» **Given problem**
Repeat the rows from the line with "neck shown here." up to and including the line with "xmin=0 ymin=0 xmax=62 ymax=136", requests included, but multiply each bounding-box coordinate in the answers by 0.95 and round to whole numbers, with halves going up. Keep the numbers in the requests and their format samples unchanged, and leave out the pictures.

═══ Items

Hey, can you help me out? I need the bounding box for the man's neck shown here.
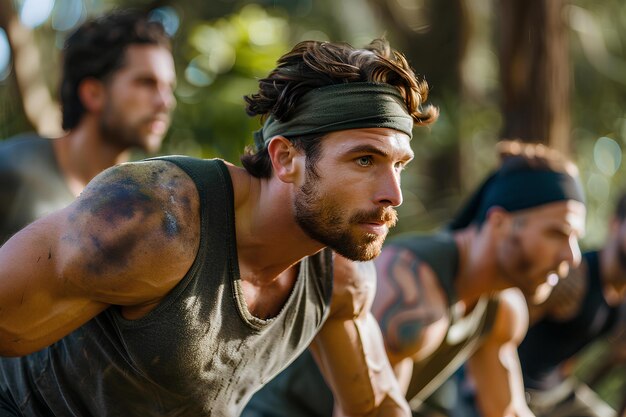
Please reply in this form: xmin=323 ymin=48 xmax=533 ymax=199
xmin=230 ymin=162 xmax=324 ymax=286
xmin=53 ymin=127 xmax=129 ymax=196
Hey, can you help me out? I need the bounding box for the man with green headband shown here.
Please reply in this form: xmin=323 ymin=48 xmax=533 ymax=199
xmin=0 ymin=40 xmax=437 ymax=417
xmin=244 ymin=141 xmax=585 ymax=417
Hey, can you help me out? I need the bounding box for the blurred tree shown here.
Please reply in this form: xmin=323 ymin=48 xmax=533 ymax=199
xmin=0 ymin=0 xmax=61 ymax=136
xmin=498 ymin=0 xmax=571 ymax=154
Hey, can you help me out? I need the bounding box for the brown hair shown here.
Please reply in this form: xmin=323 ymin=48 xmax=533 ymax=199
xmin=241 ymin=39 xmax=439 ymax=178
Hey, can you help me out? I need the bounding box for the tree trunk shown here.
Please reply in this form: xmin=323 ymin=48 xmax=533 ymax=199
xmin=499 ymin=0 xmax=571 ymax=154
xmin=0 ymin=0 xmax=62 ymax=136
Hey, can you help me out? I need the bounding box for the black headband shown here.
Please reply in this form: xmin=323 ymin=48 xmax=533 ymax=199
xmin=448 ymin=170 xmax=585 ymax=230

══════
═══ Items

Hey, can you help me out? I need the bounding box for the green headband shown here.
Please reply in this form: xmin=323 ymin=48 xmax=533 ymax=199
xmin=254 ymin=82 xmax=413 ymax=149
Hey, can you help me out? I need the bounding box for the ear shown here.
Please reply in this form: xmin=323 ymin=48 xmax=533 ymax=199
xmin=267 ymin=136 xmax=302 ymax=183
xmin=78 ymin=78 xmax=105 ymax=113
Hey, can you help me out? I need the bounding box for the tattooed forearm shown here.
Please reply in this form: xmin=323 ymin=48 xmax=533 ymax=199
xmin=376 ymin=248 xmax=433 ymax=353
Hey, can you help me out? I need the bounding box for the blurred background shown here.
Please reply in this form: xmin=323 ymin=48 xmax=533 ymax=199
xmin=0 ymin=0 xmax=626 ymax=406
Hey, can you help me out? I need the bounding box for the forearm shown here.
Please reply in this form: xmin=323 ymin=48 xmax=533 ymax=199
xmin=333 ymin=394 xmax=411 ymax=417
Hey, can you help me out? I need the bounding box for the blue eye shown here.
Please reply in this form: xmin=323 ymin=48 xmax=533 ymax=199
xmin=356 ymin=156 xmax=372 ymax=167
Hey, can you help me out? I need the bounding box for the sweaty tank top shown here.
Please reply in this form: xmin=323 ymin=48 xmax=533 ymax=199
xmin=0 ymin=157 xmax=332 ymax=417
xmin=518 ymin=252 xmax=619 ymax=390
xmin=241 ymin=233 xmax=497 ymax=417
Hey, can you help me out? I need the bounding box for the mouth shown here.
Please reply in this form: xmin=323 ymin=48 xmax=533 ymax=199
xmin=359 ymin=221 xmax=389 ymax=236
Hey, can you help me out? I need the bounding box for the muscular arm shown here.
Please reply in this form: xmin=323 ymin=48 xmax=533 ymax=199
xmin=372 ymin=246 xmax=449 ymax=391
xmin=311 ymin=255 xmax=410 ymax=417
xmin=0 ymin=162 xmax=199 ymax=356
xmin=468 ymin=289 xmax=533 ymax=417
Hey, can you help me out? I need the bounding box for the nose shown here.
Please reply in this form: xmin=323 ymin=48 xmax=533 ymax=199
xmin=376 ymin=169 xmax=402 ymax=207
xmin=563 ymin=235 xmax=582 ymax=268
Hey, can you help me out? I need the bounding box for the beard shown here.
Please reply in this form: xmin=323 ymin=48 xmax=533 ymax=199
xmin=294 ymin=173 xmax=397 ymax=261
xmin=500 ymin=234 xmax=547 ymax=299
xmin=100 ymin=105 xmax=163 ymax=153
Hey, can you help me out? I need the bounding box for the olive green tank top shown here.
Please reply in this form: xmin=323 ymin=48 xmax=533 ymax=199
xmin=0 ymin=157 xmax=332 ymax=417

══════

» **Solution to this task**
Hey, can you help me out? I need the bounding box for the man's neck shown here.
Please reply in this form: xmin=323 ymin=48 xmax=533 ymax=199
xmin=219 ymin=154 xmax=308 ymax=272
xmin=50 ymin=121 xmax=123 ymax=186
Hey, can you help me out? I need the bounding box for the man with green headband shown here.
Please reply in this form: xmin=323 ymin=48 xmax=533 ymax=199
xmin=0 ymin=38 xmax=415 ymax=396
xmin=232 ymin=134 xmax=556 ymax=396
Hey, can you help me out? I need the bounding box for the blurred tree shown here.
Please reply in this form: xmin=323 ymin=48 xmax=533 ymax=199
xmin=0 ymin=0 xmax=58 ymax=129
xmin=473 ymin=0 xmax=542 ymax=146
Hey, can you help me out? I need the bounding box for the brown hair shown here.
Please reply in this form: xmin=323 ymin=48 xmax=533 ymax=199
xmin=229 ymin=37 xmax=417 ymax=169
Hey, can you help me out? I need the bounding box for the tree trunk shown here.
Please reply in this form: xmin=323 ymin=48 xmax=533 ymax=199
xmin=474 ymin=0 xmax=542 ymax=146
xmin=0 ymin=0 xmax=59 ymax=129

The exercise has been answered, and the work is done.